Instructions to follow: Rewrite each of the entries below, changing "trail-cam" to "trail camera" and leaving everything else the same.

Dataset rows:
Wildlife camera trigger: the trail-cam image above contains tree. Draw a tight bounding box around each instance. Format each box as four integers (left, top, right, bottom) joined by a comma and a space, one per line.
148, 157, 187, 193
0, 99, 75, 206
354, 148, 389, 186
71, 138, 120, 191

Response to the task:
Wildlife camera trigger: the trail camera image above contains tree. Draw a tight bounding box around each instance. Format each box as four integers (left, top, right, bottom) joined by a comma and a space, one per line.
148, 157, 187, 193
0, 99, 75, 206
354, 148, 389, 186
71, 138, 120, 191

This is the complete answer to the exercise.